▶ _Supplied text_
_ _ _ _ _

TAIPEI (CNA) — Taiwan’s economy remained sluggish in April due to the impact of the COVID-19 coronavirus pandemic, with industrial production, sales and retail/wholesale revenue all weakening, the National Development Council (NDC) said Wednesday.
The disease also made many people in Taiwan more cautious, sending the leading indicators, which predict economic performance over the next three to six months, down for the sixth consecutive month in April, the NDC said.
The composite index of monitoring indicators, which reflect the existing economic situation, remained in the yellow-blue light category after falling by one point from a month earlier to 19 in April, according to data compiled by the NDC, Taiwan’s top economic planning agency.
The NDC uses a five-color system to gauge the country’s economic performance, with blue indicating economic recession, yellow-blue representing sluggishness, green signifying stable growth, yellow-red referring to a warming economy and red pointing to overheating.
Of the nine factors in the composite index, the sub-index on sales generated by the manufacturing sector flashed yellow-blue in April, compared with green in March, while the sub-index on revenue in the wholesale, retail and food/beverage sector flashed blue in April, a downgrade from a green light recorded in March, the NDC said.
The sub-index on industrial production flashed green in April, compared with yellow-red a month earlier, while the sub-indexes on non-farm payrolls, merchandise exports and business among manufacturers continued to flash blue, the NDC added.

_ _ _ _ _

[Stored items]
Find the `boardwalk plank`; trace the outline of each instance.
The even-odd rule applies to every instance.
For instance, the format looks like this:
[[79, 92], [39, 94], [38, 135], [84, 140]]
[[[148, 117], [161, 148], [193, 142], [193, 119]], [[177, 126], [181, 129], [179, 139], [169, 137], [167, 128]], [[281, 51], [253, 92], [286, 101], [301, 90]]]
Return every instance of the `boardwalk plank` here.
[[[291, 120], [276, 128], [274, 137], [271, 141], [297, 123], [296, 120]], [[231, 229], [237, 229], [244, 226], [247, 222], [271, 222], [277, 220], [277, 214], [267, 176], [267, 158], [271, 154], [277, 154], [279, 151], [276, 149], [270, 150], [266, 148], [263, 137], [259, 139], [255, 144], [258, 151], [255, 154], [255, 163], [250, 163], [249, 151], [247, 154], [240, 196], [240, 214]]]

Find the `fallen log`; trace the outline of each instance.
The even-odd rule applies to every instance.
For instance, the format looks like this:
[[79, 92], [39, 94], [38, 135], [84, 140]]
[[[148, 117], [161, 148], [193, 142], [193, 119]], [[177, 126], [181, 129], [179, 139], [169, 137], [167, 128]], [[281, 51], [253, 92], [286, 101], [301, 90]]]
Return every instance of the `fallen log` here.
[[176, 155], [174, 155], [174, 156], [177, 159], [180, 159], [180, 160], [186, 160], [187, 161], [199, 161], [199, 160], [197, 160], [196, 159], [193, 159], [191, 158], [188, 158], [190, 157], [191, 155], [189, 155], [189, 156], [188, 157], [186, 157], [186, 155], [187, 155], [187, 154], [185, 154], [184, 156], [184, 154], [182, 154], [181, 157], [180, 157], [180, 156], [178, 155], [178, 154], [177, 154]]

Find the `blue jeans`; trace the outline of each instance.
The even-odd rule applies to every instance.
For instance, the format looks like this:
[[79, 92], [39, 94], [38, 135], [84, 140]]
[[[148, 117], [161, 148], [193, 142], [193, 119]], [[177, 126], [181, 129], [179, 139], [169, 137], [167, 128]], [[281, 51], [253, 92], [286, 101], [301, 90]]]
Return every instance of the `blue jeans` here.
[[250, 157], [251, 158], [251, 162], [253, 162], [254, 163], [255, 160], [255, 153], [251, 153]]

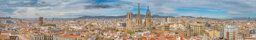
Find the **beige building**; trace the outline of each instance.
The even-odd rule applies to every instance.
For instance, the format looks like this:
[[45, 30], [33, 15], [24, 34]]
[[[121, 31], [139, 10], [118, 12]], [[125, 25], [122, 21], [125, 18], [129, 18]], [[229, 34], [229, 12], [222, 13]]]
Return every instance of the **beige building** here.
[[220, 29], [220, 24], [211, 24], [210, 28], [213, 30], [219, 30]]
[[44, 40], [44, 35], [38, 31], [30, 31], [25, 33], [25, 37], [31, 40]]
[[63, 34], [61, 30], [51, 30], [46, 32], [42, 32], [44, 35], [44, 40], [53, 40], [53, 35], [56, 34]]
[[220, 38], [220, 31], [210, 31], [209, 35], [212, 38]]
[[94, 34], [90, 33], [82, 33], [77, 37], [77, 40], [89, 40], [88, 39], [91, 38], [91, 37]]
[[164, 24], [161, 23], [161, 25], [162, 26], [161, 28], [162, 31], [170, 31], [170, 25], [169, 24]]
[[195, 24], [191, 24], [191, 27], [193, 28], [193, 33], [194, 35], [204, 35], [205, 33], [205, 27], [206, 27], [205, 24], [201, 23], [200, 22], [197, 22]]

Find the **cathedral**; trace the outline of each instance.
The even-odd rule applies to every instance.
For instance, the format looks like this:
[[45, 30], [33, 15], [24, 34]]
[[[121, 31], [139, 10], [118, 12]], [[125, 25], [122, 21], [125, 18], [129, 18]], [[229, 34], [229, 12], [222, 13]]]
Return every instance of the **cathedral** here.
[[142, 30], [148, 30], [151, 29], [152, 28], [151, 26], [151, 13], [149, 12], [148, 7], [148, 10], [146, 14], [146, 17], [144, 24], [142, 24], [142, 20], [141, 13], [140, 12], [140, 4], [138, 3], [138, 10], [137, 16], [135, 20], [135, 25], [133, 25], [132, 22], [132, 12], [128, 12], [126, 13], [126, 20], [127, 20], [127, 31], [142, 31]]

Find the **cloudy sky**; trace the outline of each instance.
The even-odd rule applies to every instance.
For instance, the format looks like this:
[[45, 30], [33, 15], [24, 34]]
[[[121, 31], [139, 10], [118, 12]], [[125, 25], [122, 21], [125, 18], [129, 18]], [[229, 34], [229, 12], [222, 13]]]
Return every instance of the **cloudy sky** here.
[[0, 0], [0, 17], [72, 18], [117, 16], [126, 12], [215, 19], [256, 18], [255, 0]]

_ _ _ _ _

▶ _Task requirements_
- A) In the report on Taiwan's economy, reproduce word for word the passage that opens with the words containing "The disease also" and closes with "pointing to overheating.".
- B) Name every color in the five-color system that the report on Taiwan's economy says the NDC uses to gauge economic performance.
- C) Carry the report on Taiwan's economy forward from its final sentence.

▶ _Answers for each item_
- A)
The disease also made many people in Taiwan more cautious, sending the leading indicators, which predict economic performance over the next three to six months, down for the sixth consecutive month in April, the NDC said.
The composite index of monitoring indicators, which reflect the existing economic situation, remained in the yellow-blue light category after falling by one point from a month earlier to 19 in April, according to data compiled by the NDC, Taiwan’s top economic planning agency.
The NDC uses a five-color system to gauge the country’s economic performance, with blue indicating economic recession, yellow-blue representing sluggishness, green signifying stable growth, yellow-red referring to a warming economy and red pointing to overheating.

- B) Blue, yellow-blue, green, yellow-red, red

- C)
In April, the sub-indexes on equity price changes and money supply continued to flash yellow-blue and green, respectively, while the sub-index on imports of machinery and electrical equipment flashed red, an upgrade from yellow-blue from a month earlier, according to the NDC.
Wu Ming-hui (吳明蕙), head of the NDC’s Department of Economic Development, said the spread of COVID-19 has hurt global demand which in turn hurt Taiwan’s export-oriented economy.
The silver lining was that the local electronics sector got a boost from rising demand for emerging technologies such as 5G and the Internet of Things, while online learning and remote work also led to higher demand for Taiwan-made notebook computers and servers, Wu said.
In April, the leading indicators fell 1.94 percent from a month earlier, the steepest drop in the past six months, in which the aggregate decline totaled 6.92 percent.
Wu said the latest indicators showed weakening confidence in the local economy amid the pandemic.
However, Wu said the government is preparing measures to stimulate consumption and push for investment, which is expected to stabilize the economy.